** Start of Text passage **

Politics and Religion

Every once in a while during my life as a priest and preacher, people would tell me, “Keep your politics out of the pulpit, preacher! Stick to religion!”

That’s the conventional wisdom isn’t it? You can’t mix politics and religion.

But that’s a problem on this last Sunday of the year when we celebrate the “Reign of Christ” or, as we used to call it, “Christ the King Sunday”. When you put “Christ” and “King” in the same phrase, you are mixing politics and religion right there.

So I want us to think about this a little differently today. I want to begin with something I said a month or so ago.

The was from Matthew, where they were trying to trap Jesus, and he asks for a coin. “Whose image?”  he asks. “The emperor,” they say. Jesus responds, In that case, give to Caesar what belongs to Caesar, and give to God what belongs to God.”

Some people think Jesus was separating life into two neat spheres, one labelled “secular” and the other labelled “sacred”. I suggested that Jesus never thought that way. You can’t separate life in sacred and secular realms. It all belongs to God. Everything in life belongs to God. All that we are, all that we say, all that we do—we do it in the presence of God. So when Jesus says to give to God, he’s talking about religion…and politics and economics and social life and everything that’s part of the way we live together.

We see a similar kind of thinking in today’s readings.

The opening verses of Ezekiel 34 condemn the “shepherds of Israel”—which is to say, Israel’s rulers. They were supposed to care for the people. But these rulers were more like Trump—they were in it only for themselves. They were the rich, like finance ministers who hide their money in offshore accounts. They passed legislation which benefitted their stock portfolios and enriched their cronies.

Therefore, says Ezekiel, God has had it with them. That’s where our reading began this morning—“Since you don’t take care of my flock, I myself will search for my sheep. I will seek them out. I will take care of them. I will rescue them. I will gather them to myself, and they will lie down in good grazing land, they will eat in rich pastures. I will seek the lost. I will bind up the injured. I will strengthen the weak.

“As for the fat and the rich, and the strong—I have had it with them. I will judge them. They butted the weak ones with their horns and scattered them, and now they will have their comeuppance.”

** End of Text passage **
** Start of Data entries **

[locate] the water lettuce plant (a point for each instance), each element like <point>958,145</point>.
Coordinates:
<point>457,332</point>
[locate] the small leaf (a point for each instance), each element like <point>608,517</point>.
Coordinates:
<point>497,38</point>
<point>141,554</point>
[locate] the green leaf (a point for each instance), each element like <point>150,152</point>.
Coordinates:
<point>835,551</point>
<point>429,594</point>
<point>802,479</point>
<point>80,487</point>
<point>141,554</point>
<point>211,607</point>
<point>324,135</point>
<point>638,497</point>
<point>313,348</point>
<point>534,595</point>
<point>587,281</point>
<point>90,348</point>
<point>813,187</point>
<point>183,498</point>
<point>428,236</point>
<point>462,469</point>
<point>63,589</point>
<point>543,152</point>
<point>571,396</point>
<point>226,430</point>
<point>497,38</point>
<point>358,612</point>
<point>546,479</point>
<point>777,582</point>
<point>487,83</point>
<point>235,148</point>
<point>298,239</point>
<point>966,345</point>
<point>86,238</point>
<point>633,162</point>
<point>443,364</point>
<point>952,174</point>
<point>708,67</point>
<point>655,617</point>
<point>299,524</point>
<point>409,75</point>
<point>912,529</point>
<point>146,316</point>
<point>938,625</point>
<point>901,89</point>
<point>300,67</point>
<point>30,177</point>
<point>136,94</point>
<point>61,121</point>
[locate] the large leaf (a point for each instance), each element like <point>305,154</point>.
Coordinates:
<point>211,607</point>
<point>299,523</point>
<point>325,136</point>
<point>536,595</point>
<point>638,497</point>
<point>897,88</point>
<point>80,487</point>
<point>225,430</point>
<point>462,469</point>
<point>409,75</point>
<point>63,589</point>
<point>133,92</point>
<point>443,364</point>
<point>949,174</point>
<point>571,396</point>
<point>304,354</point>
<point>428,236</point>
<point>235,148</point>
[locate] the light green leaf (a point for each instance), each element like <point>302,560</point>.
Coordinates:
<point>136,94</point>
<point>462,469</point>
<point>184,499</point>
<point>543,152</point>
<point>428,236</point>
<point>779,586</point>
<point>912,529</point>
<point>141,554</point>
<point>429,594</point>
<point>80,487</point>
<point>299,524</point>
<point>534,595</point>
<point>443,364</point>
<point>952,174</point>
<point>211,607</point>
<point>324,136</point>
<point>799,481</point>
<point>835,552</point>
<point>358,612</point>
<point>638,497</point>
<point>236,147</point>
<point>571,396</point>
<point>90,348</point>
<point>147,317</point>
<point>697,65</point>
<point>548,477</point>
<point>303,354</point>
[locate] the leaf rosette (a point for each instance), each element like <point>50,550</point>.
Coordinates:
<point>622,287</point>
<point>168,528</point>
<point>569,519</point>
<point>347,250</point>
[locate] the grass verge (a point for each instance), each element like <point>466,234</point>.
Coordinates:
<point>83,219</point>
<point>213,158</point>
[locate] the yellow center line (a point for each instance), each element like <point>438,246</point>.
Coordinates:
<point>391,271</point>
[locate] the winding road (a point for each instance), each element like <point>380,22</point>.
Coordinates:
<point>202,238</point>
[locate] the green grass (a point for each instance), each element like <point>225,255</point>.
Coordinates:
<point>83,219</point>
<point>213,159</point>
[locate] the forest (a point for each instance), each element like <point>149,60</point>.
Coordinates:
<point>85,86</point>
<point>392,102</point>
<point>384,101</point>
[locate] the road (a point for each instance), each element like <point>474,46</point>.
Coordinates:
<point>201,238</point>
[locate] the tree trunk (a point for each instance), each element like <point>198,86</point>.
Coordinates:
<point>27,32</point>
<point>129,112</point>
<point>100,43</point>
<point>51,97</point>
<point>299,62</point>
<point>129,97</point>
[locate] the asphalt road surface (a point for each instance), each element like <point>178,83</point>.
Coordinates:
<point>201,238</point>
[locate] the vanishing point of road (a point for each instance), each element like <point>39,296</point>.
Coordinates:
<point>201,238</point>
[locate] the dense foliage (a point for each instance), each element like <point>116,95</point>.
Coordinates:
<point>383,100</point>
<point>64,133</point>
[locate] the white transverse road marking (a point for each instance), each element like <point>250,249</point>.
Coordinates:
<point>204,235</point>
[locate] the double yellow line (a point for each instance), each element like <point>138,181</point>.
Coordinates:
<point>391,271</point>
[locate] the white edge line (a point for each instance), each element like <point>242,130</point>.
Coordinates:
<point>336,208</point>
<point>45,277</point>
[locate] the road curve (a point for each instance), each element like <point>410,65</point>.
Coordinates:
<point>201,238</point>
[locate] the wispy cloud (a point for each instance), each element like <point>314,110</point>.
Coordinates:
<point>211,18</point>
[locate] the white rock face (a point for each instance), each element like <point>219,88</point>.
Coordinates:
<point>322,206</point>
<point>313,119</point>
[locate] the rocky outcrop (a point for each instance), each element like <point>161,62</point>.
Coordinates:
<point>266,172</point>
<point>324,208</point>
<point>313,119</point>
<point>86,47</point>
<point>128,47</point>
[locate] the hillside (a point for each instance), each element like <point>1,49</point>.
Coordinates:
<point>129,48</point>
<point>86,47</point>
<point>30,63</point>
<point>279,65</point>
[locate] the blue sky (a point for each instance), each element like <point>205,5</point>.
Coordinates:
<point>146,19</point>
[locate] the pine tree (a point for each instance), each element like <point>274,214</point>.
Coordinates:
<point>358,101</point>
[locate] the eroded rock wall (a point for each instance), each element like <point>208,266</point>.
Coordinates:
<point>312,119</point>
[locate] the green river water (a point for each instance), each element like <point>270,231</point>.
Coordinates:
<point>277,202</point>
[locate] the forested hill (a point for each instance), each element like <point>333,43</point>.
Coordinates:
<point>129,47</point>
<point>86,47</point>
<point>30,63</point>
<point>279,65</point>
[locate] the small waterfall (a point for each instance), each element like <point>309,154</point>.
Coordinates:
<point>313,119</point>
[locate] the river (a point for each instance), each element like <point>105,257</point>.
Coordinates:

** End of Data entries **

• [Exercise 1]: Update the passage on politics and religion from "The opening verses" to "strengthen the weak.", replacing "rulers" with "leaders".
• [Exercise 2]: In the passage on politics and religion, what was the "Reign of Christ" Sunday formerly called?

• [Exercise solution 1]:
The opening verses of Ezekiel 34 condemn the “shepherds of Israel”—which is to say, Israel’s leaders. They were supposed to care for the people. But these leaders were more like Trump—they were in it only for themselves. They were the rich, like finance ministers who hide their money in offshore accounts. They passed legislation which benefitted their stock portfolios and enriched their cronies.

Therefore, says Ezekiel, God has had it with them. That’s where our reading began this morning—“Since you don’t take care of my flock, I myself will search for my sheep. I will seek them out. I will take care of them. I will rescue them. I will gather them to myself, and they will lie down in good grazing land, they will eat in rich pastures. I will seek the lost. I will bind up the injured. I will strengthen the weak.

• [Exercise solution 2]: "Christ the King Sunday"